Выбранный текст:
---+---

Колдовское озеро

“Лебединое озеро”. 1895Завершился 2018 год, объявленный годом Петипа. В связи с двухсотлетним юбилеем были проведены две международные научные конференции: в мае в Москве, в ноябре в Петербурге. На этих конференциях трижды выступал наш автор Вадим Моисеевич Гаевский. Предлагаем вам текст одного из его докладов.

Ситуация, сложившаяся в 1895 году, была непростой и для Мариуса Петипа, и для балетной труппы Мариинского театра. Почти весь предыдущий сезон прошел без Петипа, перенесшего тяжелейшую болезнь, тогда осторожно названную “ударом”. Труппу возглавил “второй балетмейстер” Лев Иванов. Теперь же Петипа возвратился, по-прежнему не желая – и не умея – ни с кем делить свою власть, по-прежнему определяя репертуар и основное направление балетного театра. Неясно было, каким запасом жизненной энергии располагает человек, которому скоро, всего через три года, пойдет девятый десяток, неясной была его творческая форма. В таком возрасте никто никогда не руководил императорским балетом. Подобного не произойдет и позднее. Но возникла и другая проблема, столько же художественная, сколько психологическая. Проблема “Лебединого озера”, большого спектакля, который необходимо было поставить.

В 1893 году неожиданно умер Петр Ильич Чайковский, что стало чрезвычайным событием для России, для всех русских людей, для всей русской культуры. Для Мариинского театра, где совсем недавно, в 1890 году появились “Спящая красавица” и “Пиковая дама”. И где в прошедшем сезоне в мемориальном спектакле был показан сочиненный Львом Ивановым второй акт “Лебединого озера”, получивший название “лебединый акт”. Но целиком балет в Мариинке никогда не шел, и теперь это казалось совершенно недопустимым.

Так вот, психологическая проблема, с которой столкнулся Петипа, заключалась не в том, что гениальная музыка Чайковского по разным причинам не стала в Мариинке спектаклем, а в том, что лебединый акт, отчасти импровизация Льва Иванова, тоже оказался гениальным.

---+---

Исходные данные:

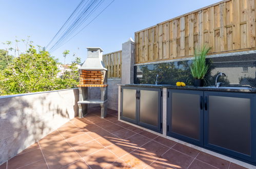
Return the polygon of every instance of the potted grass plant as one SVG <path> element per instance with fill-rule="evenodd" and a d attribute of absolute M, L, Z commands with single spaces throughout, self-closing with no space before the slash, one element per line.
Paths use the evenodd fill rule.
<path fill-rule="evenodd" d="M 206 64 L 205 59 L 210 50 L 210 48 L 206 46 L 204 46 L 199 53 L 195 49 L 194 59 L 190 66 L 192 76 L 194 78 L 193 85 L 195 87 L 204 86 L 204 78 L 209 69 L 209 66 Z"/>

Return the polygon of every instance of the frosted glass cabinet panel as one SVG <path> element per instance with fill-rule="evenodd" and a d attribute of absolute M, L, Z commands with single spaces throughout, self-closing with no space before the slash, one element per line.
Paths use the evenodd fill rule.
<path fill-rule="evenodd" d="M 140 122 L 155 126 L 159 124 L 159 91 L 141 90 Z"/>
<path fill-rule="evenodd" d="M 250 99 L 210 94 L 208 98 L 207 144 L 250 155 Z"/>
<path fill-rule="evenodd" d="M 122 115 L 133 120 L 136 120 L 136 90 L 123 89 Z"/>
<path fill-rule="evenodd" d="M 200 96 L 173 93 L 172 97 L 172 131 L 199 139 Z"/>
<path fill-rule="evenodd" d="M 168 92 L 168 134 L 202 144 L 203 92 L 182 90 Z"/>
<path fill-rule="evenodd" d="M 160 88 L 122 87 L 120 118 L 161 133 L 161 102 Z"/>

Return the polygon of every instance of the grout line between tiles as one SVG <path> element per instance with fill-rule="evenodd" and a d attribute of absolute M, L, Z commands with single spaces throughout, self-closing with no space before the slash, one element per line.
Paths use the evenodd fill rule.
<path fill-rule="evenodd" d="M 27 164 L 25 165 L 23 165 L 23 166 L 19 166 L 18 167 L 16 168 L 16 169 L 18 169 L 18 168 L 21 168 L 21 167 L 24 167 L 24 166 L 28 166 L 29 165 L 30 165 L 30 164 L 33 164 L 33 163 L 35 163 L 36 162 L 37 162 L 38 161 L 42 161 L 44 159 L 42 159 L 42 160 L 37 160 L 37 161 L 34 161 L 34 162 L 32 162 L 31 163 L 30 163 L 29 164 Z"/>
<path fill-rule="evenodd" d="M 74 124 L 74 125 L 75 125 L 75 124 Z M 76 126 L 76 125 L 75 125 L 75 126 L 77 127 L 77 126 Z M 67 140 L 67 139 L 66 139 L 66 138 L 65 138 L 64 136 L 63 136 L 62 135 L 62 134 L 61 134 L 61 133 L 60 133 L 58 131 L 58 132 L 60 133 L 60 135 L 61 135 L 61 136 L 62 136 L 63 138 L 64 138 L 65 140 L 66 141 L 66 142 L 67 142 L 68 143 L 68 144 L 69 144 L 69 145 L 71 147 L 71 148 L 72 148 L 72 149 L 73 149 L 73 150 L 75 151 L 75 153 L 76 153 L 78 155 L 78 156 L 79 157 L 80 157 L 80 158 L 81 158 L 81 159 L 82 159 L 83 161 L 84 161 L 85 162 L 85 163 L 86 163 L 86 164 L 87 164 L 87 165 L 89 166 L 89 167 L 90 168 L 92 169 L 92 168 L 91 168 L 91 167 L 89 165 L 89 164 L 88 164 L 86 162 L 86 161 L 84 159 L 84 158 L 83 158 L 83 157 L 81 157 L 81 156 L 80 156 L 80 154 L 78 154 L 78 153 L 76 152 L 76 151 L 75 150 L 75 149 L 74 149 L 74 148 L 73 147 L 73 146 L 72 146 L 72 145 L 71 145 L 71 144 L 70 144 L 70 143 L 68 141 L 68 140 Z M 90 137 L 90 136 L 89 136 L 89 135 L 88 135 L 88 136 Z M 66 166 L 67 166 L 67 165 L 66 165 Z"/>
<path fill-rule="evenodd" d="M 198 157 L 198 156 L 199 155 L 200 153 L 200 152 L 198 152 L 198 153 L 196 155 L 196 156 L 194 158 L 194 159 L 193 159 L 193 160 L 192 160 L 192 161 L 190 163 L 190 164 L 189 165 L 188 165 L 188 166 L 187 167 L 187 168 L 188 168 L 190 166 L 190 165 L 191 165 L 192 163 L 193 163 L 193 162 L 194 162 L 194 160 L 195 159 L 195 158 L 196 158 L 196 157 Z"/>
<path fill-rule="evenodd" d="M 205 163 L 205 164 L 208 164 L 208 165 L 210 165 L 210 166 L 211 166 L 212 167 L 214 167 L 214 168 L 215 168 L 220 169 L 220 168 L 218 168 L 218 167 L 215 167 L 215 166 L 213 166 L 213 165 L 211 165 L 211 164 L 210 164 L 209 163 L 207 163 L 207 162 L 204 162 L 204 161 L 201 161 L 201 160 L 199 160 L 198 159 L 196 159 L 195 160 L 198 160 L 198 161 L 201 161 L 201 162 L 203 162 L 203 163 Z"/>
<path fill-rule="evenodd" d="M 229 161 L 229 164 L 228 164 L 228 169 L 229 169 L 229 168 L 230 167 L 230 165 L 231 165 L 231 162 Z"/>
<path fill-rule="evenodd" d="M 39 143 L 39 141 L 37 141 L 37 143 L 38 144 L 39 148 L 40 149 L 40 150 L 41 151 L 42 154 L 43 155 L 43 157 L 44 157 L 44 160 L 45 160 L 45 161 L 46 163 L 46 165 L 47 165 L 47 167 L 49 169 L 50 168 L 49 167 L 48 163 L 47 163 L 47 161 L 46 161 L 46 159 L 45 159 L 45 155 L 44 154 L 44 152 L 43 152 L 43 150 L 42 150 L 41 146 L 40 146 L 40 144 Z"/>

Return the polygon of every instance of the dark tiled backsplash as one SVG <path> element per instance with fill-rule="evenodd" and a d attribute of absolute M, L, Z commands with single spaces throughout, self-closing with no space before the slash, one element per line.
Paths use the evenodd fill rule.
<path fill-rule="evenodd" d="M 224 73 L 219 82 L 224 86 L 256 88 L 256 54 L 239 56 L 214 57 L 206 59 L 209 66 L 205 77 L 205 86 L 214 86 L 217 74 Z M 156 76 L 159 84 L 175 84 L 183 81 L 192 85 L 193 77 L 189 66 L 191 60 L 134 66 L 134 83 L 154 84 Z"/>

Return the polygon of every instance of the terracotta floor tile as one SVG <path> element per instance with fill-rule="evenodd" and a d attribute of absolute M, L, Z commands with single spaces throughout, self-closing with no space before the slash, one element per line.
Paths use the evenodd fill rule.
<path fill-rule="evenodd" d="M 103 149 L 83 158 L 92 168 L 100 168 L 113 163 L 119 157 L 107 149 Z"/>
<path fill-rule="evenodd" d="M 141 150 L 145 152 L 156 157 L 160 157 L 163 154 L 170 149 L 168 146 L 153 140 L 142 146 L 141 148 Z"/>
<path fill-rule="evenodd" d="M 116 144 L 113 144 L 107 147 L 107 149 L 111 151 L 112 153 L 114 153 L 119 157 L 121 157 L 129 153 Z"/>
<path fill-rule="evenodd" d="M 128 153 L 130 153 L 137 149 L 137 146 L 134 144 L 130 144 L 129 142 L 124 141 L 115 143 L 115 145 Z"/>
<path fill-rule="evenodd" d="M 83 160 L 78 160 L 73 163 L 62 167 L 62 169 L 86 169 L 90 168 Z"/>
<path fill-rule="evenodd" d="M 167 138 L 164 138 L 161 136 L 158 136 L 154 139 L 154 141 L 158 142 L 169 147 L 171 147 L 175 144 L 176 144 L 176 142 L 169 139 L 167 139 Z"/>
<path fill-rule="evenodd" d="M 85 133 L 84 134 L 81 135 L 69 138 L 67 140 L 67 141 L 68 141 L 68 142 L 70 143 L 72 146 L 76 146 L 86 143 L 92 140 L 93 139 L 93 138 Z"/>
<path fill-rule="evenodd" d="M 145 168 L 145 169 L 153 169 L 153 168 L 175 168 L 171 165 L 166 163 L 160 160 L 155 160 L 154 162 Z M 199 169 L 199 168 L 198 168 Z M 206 169 L 206 168 L 205 168 Z"/>
<path fill-rule="evenodd" d="M 174 150 L 169 150 L 162 156 L 159 160 L 175 168 L 185 168 L 193 160 L 193 158 Z"/>
<path fill-rule="evenodd" d="M 117 132 L 113 133 L 113 134 L 122 139 L 125 140 L 127 138 L 136 134 L 136 133 L 132 132 L 130 130 L 127 130 L 126 129 L 123 129 L 119 130 Z"/>
<path fill-rule="evenodd" d="M 176 150 L 179 152 L 186 154 L 186 155 L 194 158 L 200 152 L 199 151 L 196 149 L 179 143 L 177 143 L 177 144 L 173 146 L 172 149 Z"/>
<path fill-rule="evenodd" d="M 72 130 L 60 131 L 60 133 L 66 139 L 68 139 L 69 138 L 85 134 L 84 132 L 83 132 L 78 128 Z"/>
<path fill-rule="evenodd" d="M 45 157 L 52 156 L 57 154 L 60 154 L 70 149 L 71 146 L 65 140 L 58 141 L 55 144 L 51 144 L 49 146 L 44 147 L 42 149 Z"/>
<path fill-rule="evenodd" d="M 112 122 L 110 122 L 110 121 L 105 121 L 104 122 L 97 123 L 96 125 L 99 126 L 101 127 L 101 128 L 107 128 L 108 126 L 114 125 L 114 124 Z"/>
<path fill-rule="evenodd" d="M 70 120 L 70 121 L 68 121 L 68 122 L 67 122 L 66 123 L 65 123 L 64 124 L 62 125 L 61 126 L 61 127 L 64 127 L 64 126 L 68 126 L 68 125 L 72 125 L 72 124 L 73 124 L 73 123 L 74 122 L 75 122 L 75 121 L 76 121 L 76 120 L 77 120 L 77 119 L 76 117 L 75 117 L 75 118 L 74 118 L 73 119 L 71 119 L 71 120 Z"/>
<path fill-rule="evenodd" d="M 111 133 L 102 128 L 100 128 L 97 130 L 93 130 L 93 132 L 87 132 L 86 134 L 87 134 L 89 136 L 90 136 L 93 139 L 97 139 L 101 137 L 104 137 L 105 136 L 108 135 Z"/>
<path fill-rule="evenodd" d="M 60 132 L 65 132 L 67 131 L 73 130 L 74 129 L 77 129 L 77 127 L 75 125 L 71 123 L 70 125 L 64 125 L 64 126 L 61 126 L 58 129 L 58 131 Z"/>
<path fill-rule="evenodd" d="M 82 157 L 89 156 L 104 148 L 102 145 L 95 140 L 74 147 L 76 152 Z"/>
<path fill-rule="evenodd" d="M 115 118 L 111 119 L 109 119 L 108 120 L 109 121 L 111 121 L 112 123 L 113 123 L 114 124 L 117 124 L 117 123 L 120 123 L 122 122 L 120 121 L 118 121 L 117 118 L 116 117 Z"/>
<path fill-rule="evenodd" d="M 95 124 L 100 123 L 103 122 L 105 122 L 106 120 L 104 119 L 101 118 L 100 117 L 97 117 L 96 118 L 94 118 L 91 121 L 93 121 Z"/>
<path fill-rule="evenodd" d="M 80 129 L 85 129 L 90 125 L 93 125 L 92 124 L 88 124 L 84 122 L 80 121 L 75 124 L 75 126 Z"/>
<path fill-rule="evenodd" d="M 137 133 L 140 133 L 144 131 L 143 130 L 139 129 L 139 128 L 136 128 L 136 127 L 133 126 L 133 125 L 130 125 L 130 126 L 127 127 L 126 129 L 129 129 L 129 130 L 133 131 L 133 132 L 135 132 Z"/>
<path fill-rule="evenodd" d="M 30 146 L 29 146 L 28 147 L 27 147 L 27 149 L 26 149 L 25 150 L 24 150 L 24 151 L 23 151 L 22 152 L 19 153 L 18 154 L 28 152 L 30 152 L 30 151 L 31 151 L 32 150 L 36 150 L 36 149 L 37 149 L 39 148 L 40 148 L 40 147 L 39 146 L 39 144 L 36 142 L 35 143 L 32 144 L 31 145 L 30 145 Z"/>
<path fill-rule="evenodd" d="M 96 125 L 96 124 L 92 124 L 88 126 L 87 126 L 85 128 L 83 129 L 83 131 L 84 132 L 94 132 L 99 129 L 102 129 L 101 127 Z"/>
<path fill-rule="evenodd" d="M 121 158 L 126 163 L 135 168 L 143 168 L 150 164 L 156 159 L 143 151 L 135 150 Z"/>
<path fill-rule="evenodd" d="M 107 115 L 106 117 L 104 118 L 104 119 L 107 120 L 109 120 L 113 119 L 116 119 L 116 117 L 115 116 L 112 115 L 111 114 Z"/>
<path fill-rule="evenodd" d="M 201 162 L 196 159 L 194 160 L 192 164 L 188 168 L 189 169 L 199 169 L 199 168 L 207 168 L 207 169 L 216 169 L 215 167 L 211 166 L 206 163 Z"/>
<path fill-rule="evenodd" d="M 155 138 L 158 136 L 156 134 L 153 134 L 150 132 L 147 132 L 146 131 L 143 131 L 140 133 L 140 134 L 143 135 L 143 136 L 147 137 L 150 139 L 153 139 Z"/>
<path fill-rule="evenodd" d="M 124 128 L 127 128 L 128 127 L 129 127 L 131 126 L 131 125 L 128 124 L 127 123 L 124 123 L 124 122 L 121 122 L 117 124 L 118 125 L 122 126 L 122 127 Z"/>
<path fill-rule="evenodd" d="M 126 139 L 126 142 L 137 147 L 140 147 L 150 140 L 150 139 L 145 136 L 136 134 Z"/>
<path fill-rule="evenodd" d="M 122 128 L 121 126 L 117 125 L 113 125 L 107 128 L 105 128 L 104 129 L 108 131 L 109 132 L 110 132 L 111 133 L 113 133 L 115 132 L 117 132 L 119 130 L 123 129 L 124 128 Z"/>
<path fill-rule="evenodd" d="M 50 168 L 60 168 L 81 159 L 77 154 L 70 149 L 67 151 L 54 156 L 46 157 Z"/>
<path fill-rule="evenodd" d="M 112 145 L 122 140 L 116 136 L 110 134 L 108 135 L 101 137 L 97 139 L 97 142 L 105 147 Z"/>
<path fill-rule="evenodd" d="M 204 152 L 200 152 L 196 159 L 219 168 L 228 168 L 229 162 Z"/>
<path fill-rule="evenodd" d="M 114 163 L 107 165 L 104 168 L 117 169 L 117 168 L 131 168 L 131 166 L 126 164 L 124 160 L 119 159 Z"/>
<path fill-rule="evenodd" d="M 240 165 L 238 165 L 238 164 L 235 164 L 231 162 L 230 163 L 230 165 L 229 166 L 229 169 L 246 169 L 246 168 L 247 168 L 244 167 L 243 166 Z"/>
<path fill-rule="evenodd" d="M 6 169 L 6 162 L 0 165 L 0 169 Z"/>
<path fill-rule="evenodd" d="M 45 159 L 43 159 L 39 161 L 36 162 L 35 163 L 24 166 L 21 168 L 21 169 L 34 169 L 34 168 L 48 168 L 47 164 L 46 164 L 46 162 L 45 162 Z"/>
<path fill-rule="evenodd" d="M 44 159 L 40 149 L 17 155 L 8 160 L 8 168 L 16 168 Z"/>
<path fill-rule="evenodd" d="M 57 131 L 55 131 L 39 140 L 38 142 L 42 147 L 48 146 L 52 144 L 54 144 L 58 141 L 64 140 L 64 138 Z"/>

---+---

Задания:
a) Переведите на английский язык предложение из текста о «Лебедином озере»: «В таком возрасте никто никогда не руководил императорским балетом».
b) Выпишите из текста о «Лебедином озере» отрывок, который начинается словами «Так вот, психологическая» и заканчивается словами «тоже оказался гениальным.».

Ответы:
a) No one of such an age had ever led the imperial ballet.

b)
Так вот, психологическая проблема, с которой столкнулся Петипа, заключалась не в том, что гениальная музыка Чайковского по разным причинам не стала в Мариинке спектаклем, а в том, что лебединый акт, отчасти импровизация Льва Иванова, тоже оказался гениальным.